▶ _RECORDS TO USE_:

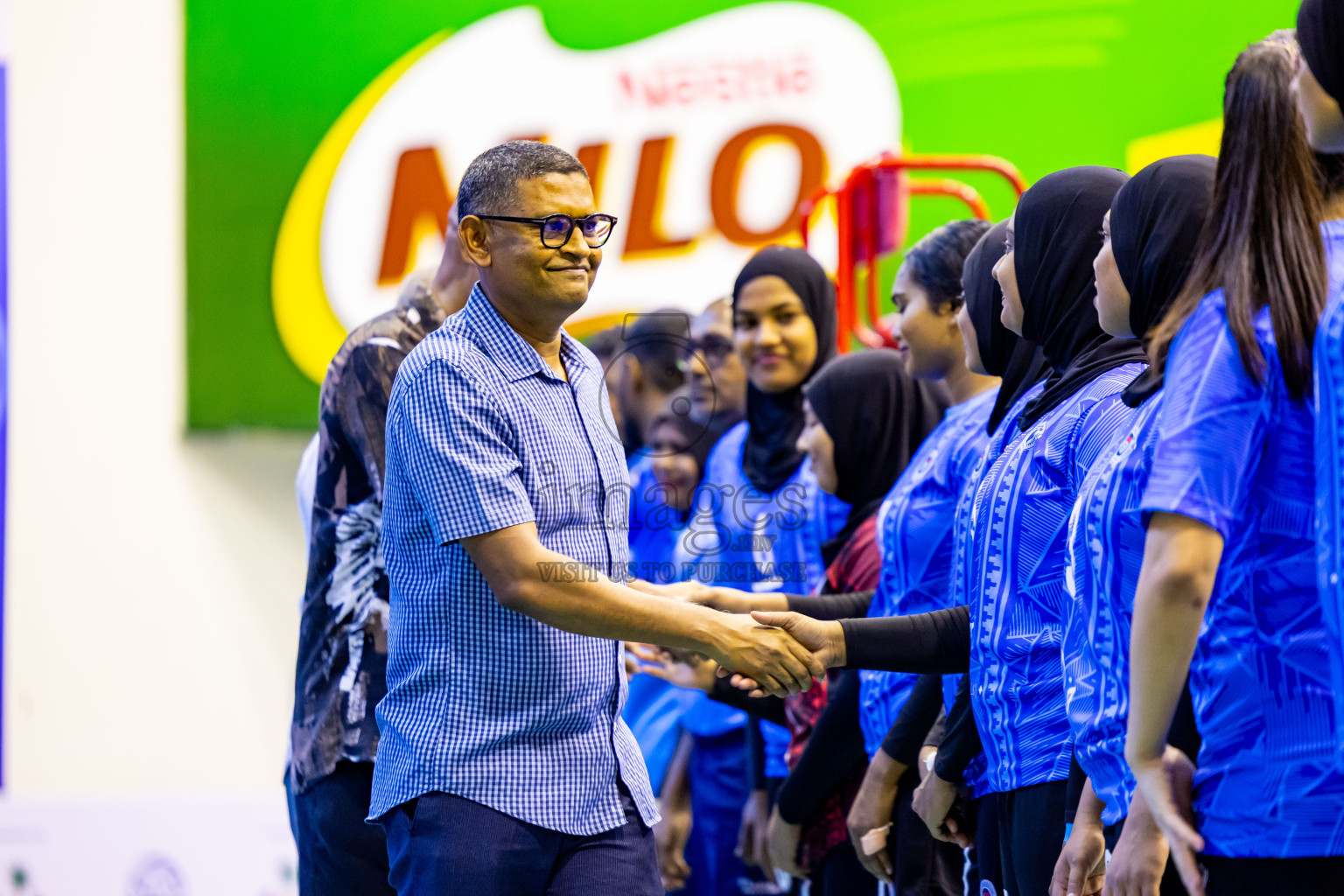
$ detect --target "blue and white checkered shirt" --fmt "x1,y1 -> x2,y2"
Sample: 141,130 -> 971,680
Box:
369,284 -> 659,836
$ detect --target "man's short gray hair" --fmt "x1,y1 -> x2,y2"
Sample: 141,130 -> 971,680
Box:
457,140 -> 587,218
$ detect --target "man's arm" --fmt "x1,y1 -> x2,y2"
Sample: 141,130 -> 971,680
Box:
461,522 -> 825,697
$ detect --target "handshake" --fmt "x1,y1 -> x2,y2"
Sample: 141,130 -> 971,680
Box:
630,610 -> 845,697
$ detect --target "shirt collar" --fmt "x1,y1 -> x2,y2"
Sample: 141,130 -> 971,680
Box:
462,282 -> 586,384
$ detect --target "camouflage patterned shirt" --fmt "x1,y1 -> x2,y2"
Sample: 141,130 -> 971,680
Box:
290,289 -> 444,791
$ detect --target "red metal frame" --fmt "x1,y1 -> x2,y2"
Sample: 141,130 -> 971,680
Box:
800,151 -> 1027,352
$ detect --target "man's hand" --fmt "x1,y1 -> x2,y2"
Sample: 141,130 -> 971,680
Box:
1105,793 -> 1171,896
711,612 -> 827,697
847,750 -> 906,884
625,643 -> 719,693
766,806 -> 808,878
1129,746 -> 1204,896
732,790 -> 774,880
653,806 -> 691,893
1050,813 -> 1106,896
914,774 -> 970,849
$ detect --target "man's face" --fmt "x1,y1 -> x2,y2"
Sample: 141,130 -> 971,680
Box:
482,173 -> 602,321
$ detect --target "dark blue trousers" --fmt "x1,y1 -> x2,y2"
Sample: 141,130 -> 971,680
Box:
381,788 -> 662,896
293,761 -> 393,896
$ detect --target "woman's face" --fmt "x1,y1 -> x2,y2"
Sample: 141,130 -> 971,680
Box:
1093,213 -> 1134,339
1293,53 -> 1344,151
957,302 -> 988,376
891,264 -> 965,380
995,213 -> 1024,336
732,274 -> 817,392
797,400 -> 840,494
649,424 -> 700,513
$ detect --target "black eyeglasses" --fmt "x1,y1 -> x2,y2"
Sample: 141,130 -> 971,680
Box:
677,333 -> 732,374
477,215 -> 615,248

▶ _EXERCISE INSTRUCTIONS_: Print every entry above word for word, leaving out the pictures.

▶ _WRITTEN RESPONSE_:
$ detect --target "blue and white checkered shirt" --fmt "x1,y1 -> x2,y2"
Sample: 141,130 -> 971,680
Box:
369,284 -> 659,836
$ detect --target "man's short gray hair" --fmt "x1,y1 -> x2,y2"
Sample: 141,130 -> 971,680
Box:
457,140 -> 587,218
$ detect --target "man's arm" --fmt "x1,y1 -> x2,y2"
Sample: 141,130 -> 971,680
Box:
461,522 -> 825,697
$ detect --target "handshake" --fmt "x1,y1 -> x2,y2"
Sample: 141,130 -> 971,680
Box:
630,610 -> 845,697
$ detect --target "shirt collar" --fmt "x1,y1 -> x2,y2"
Sample: 141,130 -> 971,680
Box:
462,282 -> 586,384
$ detect --target "camouflage patterned shirt" --fmt "x1,y1 -> x2,y2"
Sample: 141,130 -> 971,680
Box:
290,289 -> 444,791
$ detect --target "red metal frame" --fmt "x1,y1 -> x2,y2"
Sample: 141,130 -> 971,680
Box:
800,151 -> 1027,352
$ detect --target "man's hand" --fmt "x1,y1 -> x2,y2"
Sample: 141,130 -> 971,680
Box:
1105,793 -> 1171,896
711,612 -> 827,697
847,750 -> 906,884
625,643 -> 719,693
766,806 -> 808,878
1129,746 -> 1204,896
732,790 -> 774,880
653,806 -> 691,893
1050,813 -> 1106,896
914,774 -> 970,849
$ detect --target "man's face" --fmt "x1,y1 -> x2,y2"
Sample: 141,130 -> 971,680
Box:
482,173 -> 602,321
$ detect --target "dark blue trousers" --fmt "x1,y1 -> x2,y2"
Sample: 141,130 -> 971,680
Box:
381,788 -> 662,896
293,761 -> 393,896
$ detect --target "woman's face" --fmt "x1,y1 -> x2,y2"
Sample: 141,130 -> 971,680
Box:
1093,213 -> 1134,339
1293,53 -> 1344,151
957,302 -> 988,376
891,264 -> 965,380
995,213 -> 1024,336
732,274 -> 817,392
797,400 -> 840,494
649,424 -> 700,513
$ detect --target "black eyeglasses" --fmt "x1,y1 -> x2,y2"
Sample: 141,130 -> 971,680
Box:
677,333 -> 732,374
477,215 -> 615,248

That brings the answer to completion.